Check every line of the entries for "wheel", and copy the lines that hold it.

Data records
════════════════
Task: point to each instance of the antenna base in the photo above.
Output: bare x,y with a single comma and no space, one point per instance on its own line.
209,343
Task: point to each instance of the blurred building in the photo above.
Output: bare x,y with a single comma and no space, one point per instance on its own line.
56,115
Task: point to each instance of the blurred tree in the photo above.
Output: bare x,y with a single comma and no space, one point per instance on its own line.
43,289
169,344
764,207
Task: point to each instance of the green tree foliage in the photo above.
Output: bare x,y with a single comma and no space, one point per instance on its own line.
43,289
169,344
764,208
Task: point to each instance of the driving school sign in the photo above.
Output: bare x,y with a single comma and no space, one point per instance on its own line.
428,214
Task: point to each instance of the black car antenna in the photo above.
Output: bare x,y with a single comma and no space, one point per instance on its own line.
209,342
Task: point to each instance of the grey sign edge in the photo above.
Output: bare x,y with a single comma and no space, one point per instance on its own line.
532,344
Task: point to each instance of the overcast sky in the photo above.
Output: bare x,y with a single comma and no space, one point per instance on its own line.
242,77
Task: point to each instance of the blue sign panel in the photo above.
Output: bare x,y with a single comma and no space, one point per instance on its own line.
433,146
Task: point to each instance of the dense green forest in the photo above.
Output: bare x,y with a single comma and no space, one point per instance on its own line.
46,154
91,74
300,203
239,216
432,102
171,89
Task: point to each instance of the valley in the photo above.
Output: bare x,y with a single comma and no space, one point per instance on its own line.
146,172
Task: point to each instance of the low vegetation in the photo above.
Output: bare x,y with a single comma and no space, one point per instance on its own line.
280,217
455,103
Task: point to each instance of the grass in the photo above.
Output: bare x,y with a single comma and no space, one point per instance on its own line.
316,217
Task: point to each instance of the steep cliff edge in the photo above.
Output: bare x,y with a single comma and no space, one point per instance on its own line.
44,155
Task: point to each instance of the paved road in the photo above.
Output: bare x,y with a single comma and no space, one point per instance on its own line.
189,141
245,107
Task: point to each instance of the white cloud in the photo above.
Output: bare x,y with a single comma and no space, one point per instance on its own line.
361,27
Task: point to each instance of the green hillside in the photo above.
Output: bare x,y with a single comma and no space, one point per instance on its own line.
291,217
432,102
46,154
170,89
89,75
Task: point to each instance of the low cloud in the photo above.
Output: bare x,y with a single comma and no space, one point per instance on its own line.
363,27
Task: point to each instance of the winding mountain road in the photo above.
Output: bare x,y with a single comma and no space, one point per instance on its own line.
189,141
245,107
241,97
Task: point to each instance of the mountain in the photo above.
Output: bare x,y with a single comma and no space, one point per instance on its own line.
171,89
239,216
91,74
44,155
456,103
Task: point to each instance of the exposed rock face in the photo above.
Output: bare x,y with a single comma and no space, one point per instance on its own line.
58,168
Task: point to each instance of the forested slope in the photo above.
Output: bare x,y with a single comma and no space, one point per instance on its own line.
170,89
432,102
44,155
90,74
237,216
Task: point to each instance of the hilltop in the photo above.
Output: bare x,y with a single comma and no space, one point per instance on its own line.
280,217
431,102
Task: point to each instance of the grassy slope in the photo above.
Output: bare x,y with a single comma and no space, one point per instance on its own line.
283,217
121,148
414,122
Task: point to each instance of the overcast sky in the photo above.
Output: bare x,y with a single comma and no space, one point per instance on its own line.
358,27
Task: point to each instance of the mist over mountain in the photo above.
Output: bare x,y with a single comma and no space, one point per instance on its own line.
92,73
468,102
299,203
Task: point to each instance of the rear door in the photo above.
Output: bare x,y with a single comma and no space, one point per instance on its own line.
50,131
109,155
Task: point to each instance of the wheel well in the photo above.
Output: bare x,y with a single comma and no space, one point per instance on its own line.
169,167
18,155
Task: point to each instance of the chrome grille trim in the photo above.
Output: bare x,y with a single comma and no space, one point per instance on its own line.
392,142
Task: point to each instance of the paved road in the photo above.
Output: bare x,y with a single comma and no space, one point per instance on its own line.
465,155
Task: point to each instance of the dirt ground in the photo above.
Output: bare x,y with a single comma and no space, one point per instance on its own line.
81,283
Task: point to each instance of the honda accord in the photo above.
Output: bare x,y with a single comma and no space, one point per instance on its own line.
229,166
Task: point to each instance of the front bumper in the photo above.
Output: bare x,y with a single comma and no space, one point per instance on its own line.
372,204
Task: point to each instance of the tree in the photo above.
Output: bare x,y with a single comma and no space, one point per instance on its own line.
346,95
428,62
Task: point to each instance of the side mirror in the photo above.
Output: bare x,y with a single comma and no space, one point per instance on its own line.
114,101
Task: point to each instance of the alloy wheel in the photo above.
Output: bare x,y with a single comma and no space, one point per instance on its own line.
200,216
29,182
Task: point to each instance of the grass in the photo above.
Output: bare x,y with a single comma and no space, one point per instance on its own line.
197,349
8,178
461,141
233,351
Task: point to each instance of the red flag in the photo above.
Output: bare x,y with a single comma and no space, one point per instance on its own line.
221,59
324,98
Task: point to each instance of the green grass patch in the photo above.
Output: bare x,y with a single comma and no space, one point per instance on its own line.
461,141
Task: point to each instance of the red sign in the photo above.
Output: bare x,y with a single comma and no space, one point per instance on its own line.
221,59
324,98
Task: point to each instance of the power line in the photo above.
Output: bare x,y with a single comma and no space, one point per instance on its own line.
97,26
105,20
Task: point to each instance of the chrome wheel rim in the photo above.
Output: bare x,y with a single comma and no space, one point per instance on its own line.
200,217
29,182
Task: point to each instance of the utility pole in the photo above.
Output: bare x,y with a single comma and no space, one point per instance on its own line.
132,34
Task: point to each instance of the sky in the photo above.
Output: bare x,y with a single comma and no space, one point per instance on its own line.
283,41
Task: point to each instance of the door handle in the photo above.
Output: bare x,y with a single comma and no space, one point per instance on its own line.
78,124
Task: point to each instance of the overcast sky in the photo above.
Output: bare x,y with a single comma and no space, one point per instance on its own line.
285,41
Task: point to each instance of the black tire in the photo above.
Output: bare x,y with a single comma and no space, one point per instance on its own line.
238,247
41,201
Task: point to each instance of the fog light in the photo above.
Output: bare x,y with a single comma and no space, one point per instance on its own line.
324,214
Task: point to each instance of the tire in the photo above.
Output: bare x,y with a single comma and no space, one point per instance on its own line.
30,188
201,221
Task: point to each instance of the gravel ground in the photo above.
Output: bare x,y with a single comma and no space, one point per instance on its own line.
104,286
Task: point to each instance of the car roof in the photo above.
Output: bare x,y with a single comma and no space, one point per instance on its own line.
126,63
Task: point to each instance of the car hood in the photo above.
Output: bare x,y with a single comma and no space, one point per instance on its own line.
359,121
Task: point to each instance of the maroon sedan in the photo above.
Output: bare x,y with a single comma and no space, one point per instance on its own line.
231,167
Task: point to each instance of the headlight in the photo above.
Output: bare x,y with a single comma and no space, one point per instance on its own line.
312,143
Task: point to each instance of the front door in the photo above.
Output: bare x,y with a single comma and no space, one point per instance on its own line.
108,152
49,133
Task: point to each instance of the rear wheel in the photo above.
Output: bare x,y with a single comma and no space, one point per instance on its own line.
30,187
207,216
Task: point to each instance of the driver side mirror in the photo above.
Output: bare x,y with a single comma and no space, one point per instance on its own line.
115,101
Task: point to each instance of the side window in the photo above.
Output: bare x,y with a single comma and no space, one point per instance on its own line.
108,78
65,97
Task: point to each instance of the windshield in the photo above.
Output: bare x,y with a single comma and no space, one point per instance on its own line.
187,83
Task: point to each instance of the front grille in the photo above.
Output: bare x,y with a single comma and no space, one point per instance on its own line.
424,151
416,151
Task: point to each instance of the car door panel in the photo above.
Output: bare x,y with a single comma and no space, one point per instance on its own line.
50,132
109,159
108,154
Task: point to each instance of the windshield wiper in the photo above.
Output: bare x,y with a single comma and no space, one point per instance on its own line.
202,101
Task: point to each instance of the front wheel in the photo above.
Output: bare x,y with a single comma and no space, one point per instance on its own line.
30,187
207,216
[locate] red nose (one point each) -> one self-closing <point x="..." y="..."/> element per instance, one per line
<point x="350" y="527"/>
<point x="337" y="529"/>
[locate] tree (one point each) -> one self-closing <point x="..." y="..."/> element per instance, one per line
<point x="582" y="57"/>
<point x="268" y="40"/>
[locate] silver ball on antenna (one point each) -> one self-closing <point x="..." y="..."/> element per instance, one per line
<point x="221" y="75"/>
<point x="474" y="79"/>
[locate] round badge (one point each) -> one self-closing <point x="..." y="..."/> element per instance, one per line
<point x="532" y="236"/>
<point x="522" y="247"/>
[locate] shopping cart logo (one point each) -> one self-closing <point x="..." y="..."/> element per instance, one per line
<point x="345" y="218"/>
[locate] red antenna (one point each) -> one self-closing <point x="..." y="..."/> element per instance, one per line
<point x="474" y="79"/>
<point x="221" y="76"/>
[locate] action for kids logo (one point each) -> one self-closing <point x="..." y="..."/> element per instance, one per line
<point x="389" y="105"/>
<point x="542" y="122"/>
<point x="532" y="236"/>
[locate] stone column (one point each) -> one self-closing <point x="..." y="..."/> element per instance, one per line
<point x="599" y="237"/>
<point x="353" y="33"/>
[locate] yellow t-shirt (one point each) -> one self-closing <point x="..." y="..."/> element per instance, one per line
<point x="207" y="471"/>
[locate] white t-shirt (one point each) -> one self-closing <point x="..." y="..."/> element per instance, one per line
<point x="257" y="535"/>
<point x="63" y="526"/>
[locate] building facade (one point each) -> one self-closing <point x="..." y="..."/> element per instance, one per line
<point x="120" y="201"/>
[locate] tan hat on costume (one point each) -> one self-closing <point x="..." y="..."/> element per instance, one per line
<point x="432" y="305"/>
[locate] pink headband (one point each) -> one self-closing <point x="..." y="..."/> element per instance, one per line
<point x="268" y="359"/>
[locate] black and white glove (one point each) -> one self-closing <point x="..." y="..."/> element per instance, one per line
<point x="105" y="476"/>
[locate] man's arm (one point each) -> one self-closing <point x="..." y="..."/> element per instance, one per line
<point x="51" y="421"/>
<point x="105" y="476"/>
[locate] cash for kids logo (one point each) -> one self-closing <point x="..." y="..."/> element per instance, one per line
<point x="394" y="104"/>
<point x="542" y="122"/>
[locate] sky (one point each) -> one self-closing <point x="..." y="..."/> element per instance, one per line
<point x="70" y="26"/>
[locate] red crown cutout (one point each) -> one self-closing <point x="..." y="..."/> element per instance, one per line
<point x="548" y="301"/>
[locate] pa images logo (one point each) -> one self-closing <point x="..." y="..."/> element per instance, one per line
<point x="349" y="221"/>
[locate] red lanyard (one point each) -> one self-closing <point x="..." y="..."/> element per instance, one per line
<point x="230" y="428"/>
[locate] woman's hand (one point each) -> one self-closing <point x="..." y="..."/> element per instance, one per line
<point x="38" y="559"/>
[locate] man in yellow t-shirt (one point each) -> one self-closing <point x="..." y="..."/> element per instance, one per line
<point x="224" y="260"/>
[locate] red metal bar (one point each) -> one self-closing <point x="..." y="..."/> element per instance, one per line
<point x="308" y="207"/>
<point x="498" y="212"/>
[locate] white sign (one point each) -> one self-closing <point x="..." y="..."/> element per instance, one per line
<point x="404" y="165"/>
════════════════
**Solution to the problem:**
Task: point to each instance of the wheel well in the photo above.
Task: point to each instance of the alloy wheel in the photo above.
Task: point to each instance of the chrome wheel rim in the photo above.
Task: point to each instance of the rear wheel in the photo above.
Task: point to each instance of the front wheel in the photo above.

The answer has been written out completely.